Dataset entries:
BEGIN
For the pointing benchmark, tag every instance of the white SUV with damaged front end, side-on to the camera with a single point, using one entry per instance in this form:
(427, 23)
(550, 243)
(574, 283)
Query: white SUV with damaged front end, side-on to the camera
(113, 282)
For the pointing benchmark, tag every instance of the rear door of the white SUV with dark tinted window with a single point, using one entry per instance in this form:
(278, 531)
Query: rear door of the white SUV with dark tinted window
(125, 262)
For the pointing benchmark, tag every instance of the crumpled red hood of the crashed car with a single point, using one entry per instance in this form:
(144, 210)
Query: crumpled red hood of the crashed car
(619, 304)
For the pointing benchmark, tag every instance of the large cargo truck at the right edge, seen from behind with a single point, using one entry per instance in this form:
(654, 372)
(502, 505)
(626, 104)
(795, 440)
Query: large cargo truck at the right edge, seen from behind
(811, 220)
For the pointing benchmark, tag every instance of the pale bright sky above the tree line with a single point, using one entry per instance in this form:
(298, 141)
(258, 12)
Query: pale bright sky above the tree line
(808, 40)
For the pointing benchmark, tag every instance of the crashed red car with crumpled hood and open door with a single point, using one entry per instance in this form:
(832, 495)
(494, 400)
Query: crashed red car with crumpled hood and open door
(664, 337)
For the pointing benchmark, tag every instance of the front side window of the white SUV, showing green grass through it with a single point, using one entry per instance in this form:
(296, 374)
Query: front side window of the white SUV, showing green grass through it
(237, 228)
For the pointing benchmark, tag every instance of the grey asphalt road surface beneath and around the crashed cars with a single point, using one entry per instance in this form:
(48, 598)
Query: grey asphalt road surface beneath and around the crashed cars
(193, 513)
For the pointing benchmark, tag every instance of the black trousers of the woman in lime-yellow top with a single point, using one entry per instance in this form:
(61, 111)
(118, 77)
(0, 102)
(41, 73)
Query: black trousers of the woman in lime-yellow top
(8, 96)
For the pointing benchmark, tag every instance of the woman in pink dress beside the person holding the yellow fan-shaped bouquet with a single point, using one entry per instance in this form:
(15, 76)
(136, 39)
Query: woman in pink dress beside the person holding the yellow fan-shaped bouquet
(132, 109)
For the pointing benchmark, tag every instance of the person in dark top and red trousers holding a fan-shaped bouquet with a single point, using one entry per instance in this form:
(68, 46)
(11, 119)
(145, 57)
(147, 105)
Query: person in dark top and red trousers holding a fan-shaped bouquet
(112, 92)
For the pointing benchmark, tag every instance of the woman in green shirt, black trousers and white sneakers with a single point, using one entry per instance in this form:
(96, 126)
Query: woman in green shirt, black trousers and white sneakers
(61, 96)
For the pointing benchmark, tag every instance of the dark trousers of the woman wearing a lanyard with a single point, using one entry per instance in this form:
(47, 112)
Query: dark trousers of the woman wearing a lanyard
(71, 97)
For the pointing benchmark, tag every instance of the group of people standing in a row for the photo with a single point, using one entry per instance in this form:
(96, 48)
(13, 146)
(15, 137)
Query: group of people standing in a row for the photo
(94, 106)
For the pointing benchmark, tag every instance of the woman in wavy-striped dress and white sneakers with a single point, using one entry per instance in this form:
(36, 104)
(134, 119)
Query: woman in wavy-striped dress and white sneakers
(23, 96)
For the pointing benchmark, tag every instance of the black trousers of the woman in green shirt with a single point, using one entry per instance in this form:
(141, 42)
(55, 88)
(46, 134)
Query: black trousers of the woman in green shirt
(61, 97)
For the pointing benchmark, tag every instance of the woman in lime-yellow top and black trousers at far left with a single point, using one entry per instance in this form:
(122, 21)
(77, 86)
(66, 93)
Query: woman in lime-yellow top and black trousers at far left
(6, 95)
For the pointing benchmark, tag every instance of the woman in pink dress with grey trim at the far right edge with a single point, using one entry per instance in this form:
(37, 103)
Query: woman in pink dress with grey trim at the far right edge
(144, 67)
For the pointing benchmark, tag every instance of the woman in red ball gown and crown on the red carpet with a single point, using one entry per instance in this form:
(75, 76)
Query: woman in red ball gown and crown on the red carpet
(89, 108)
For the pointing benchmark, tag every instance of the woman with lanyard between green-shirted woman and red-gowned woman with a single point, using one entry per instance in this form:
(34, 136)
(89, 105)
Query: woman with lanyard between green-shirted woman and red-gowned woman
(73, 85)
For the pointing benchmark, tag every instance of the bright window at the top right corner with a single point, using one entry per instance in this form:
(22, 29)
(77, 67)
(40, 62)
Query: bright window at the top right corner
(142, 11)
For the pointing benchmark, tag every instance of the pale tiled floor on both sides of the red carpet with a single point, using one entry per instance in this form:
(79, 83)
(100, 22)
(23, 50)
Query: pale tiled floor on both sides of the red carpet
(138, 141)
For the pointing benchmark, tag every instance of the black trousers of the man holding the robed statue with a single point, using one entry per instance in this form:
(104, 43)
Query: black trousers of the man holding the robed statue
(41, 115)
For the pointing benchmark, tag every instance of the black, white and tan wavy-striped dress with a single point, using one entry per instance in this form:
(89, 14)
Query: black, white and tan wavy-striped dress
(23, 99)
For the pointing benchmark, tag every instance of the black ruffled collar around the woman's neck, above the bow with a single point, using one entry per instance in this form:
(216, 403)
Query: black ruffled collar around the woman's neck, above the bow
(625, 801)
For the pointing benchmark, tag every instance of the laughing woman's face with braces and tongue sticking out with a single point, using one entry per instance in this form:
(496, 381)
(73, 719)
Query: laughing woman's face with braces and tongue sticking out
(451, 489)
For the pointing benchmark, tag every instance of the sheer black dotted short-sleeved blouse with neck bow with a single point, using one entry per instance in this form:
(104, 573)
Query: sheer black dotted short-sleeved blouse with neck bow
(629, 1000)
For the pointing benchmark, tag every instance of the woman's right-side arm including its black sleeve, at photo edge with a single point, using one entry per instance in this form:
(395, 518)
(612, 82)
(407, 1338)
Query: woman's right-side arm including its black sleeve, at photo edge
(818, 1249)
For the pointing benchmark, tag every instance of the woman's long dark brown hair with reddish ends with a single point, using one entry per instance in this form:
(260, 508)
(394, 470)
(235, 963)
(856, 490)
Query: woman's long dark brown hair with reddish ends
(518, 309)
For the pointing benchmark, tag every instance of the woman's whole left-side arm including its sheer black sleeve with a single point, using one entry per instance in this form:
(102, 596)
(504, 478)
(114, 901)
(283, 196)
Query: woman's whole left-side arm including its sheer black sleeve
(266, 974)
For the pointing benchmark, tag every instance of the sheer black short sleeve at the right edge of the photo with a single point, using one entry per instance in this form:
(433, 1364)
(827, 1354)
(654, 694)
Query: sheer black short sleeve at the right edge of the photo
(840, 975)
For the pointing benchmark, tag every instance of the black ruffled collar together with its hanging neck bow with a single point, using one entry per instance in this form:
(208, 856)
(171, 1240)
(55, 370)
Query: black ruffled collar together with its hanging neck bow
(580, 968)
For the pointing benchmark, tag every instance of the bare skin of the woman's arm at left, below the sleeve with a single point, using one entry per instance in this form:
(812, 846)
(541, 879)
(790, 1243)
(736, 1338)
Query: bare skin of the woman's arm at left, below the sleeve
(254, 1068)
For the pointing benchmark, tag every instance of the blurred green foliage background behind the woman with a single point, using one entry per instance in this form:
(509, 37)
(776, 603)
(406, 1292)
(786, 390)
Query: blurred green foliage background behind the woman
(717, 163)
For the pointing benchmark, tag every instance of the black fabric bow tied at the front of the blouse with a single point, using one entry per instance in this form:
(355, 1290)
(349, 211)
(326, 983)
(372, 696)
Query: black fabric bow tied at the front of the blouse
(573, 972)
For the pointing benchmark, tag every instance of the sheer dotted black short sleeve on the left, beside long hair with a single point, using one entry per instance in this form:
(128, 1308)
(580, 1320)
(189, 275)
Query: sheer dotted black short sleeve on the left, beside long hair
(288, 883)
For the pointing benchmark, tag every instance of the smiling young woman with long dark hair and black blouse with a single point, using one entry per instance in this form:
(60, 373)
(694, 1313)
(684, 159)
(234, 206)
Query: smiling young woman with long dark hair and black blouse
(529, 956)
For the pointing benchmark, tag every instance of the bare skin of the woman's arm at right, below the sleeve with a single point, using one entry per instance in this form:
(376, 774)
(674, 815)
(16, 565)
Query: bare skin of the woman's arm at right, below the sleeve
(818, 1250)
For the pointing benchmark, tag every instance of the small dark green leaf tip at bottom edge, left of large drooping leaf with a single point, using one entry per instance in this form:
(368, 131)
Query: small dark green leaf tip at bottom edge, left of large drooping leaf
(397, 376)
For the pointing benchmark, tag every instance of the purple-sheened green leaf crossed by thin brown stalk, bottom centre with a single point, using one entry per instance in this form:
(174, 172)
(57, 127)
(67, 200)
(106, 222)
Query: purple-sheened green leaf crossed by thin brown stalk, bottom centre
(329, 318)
END
Requirement
Using the records above, repeat exactly the lines from the first one through the line with "For the pointing benchmark, tag every instance of the rear".

Response area
For the pointing benchmark, tag every instance of the white SUV with damaged front end, side-on to the camera with a single point, using one entry per instance in this form:
(427, 23)
(550, 243)
(574, 283)
Query: white SUV with damaged front end, side-on to the camera
(113, 282)
For the pointing benchmark, tag every instance of the rear door of the white SUV with dark tinted window with a single point, using one entry per instance in this form:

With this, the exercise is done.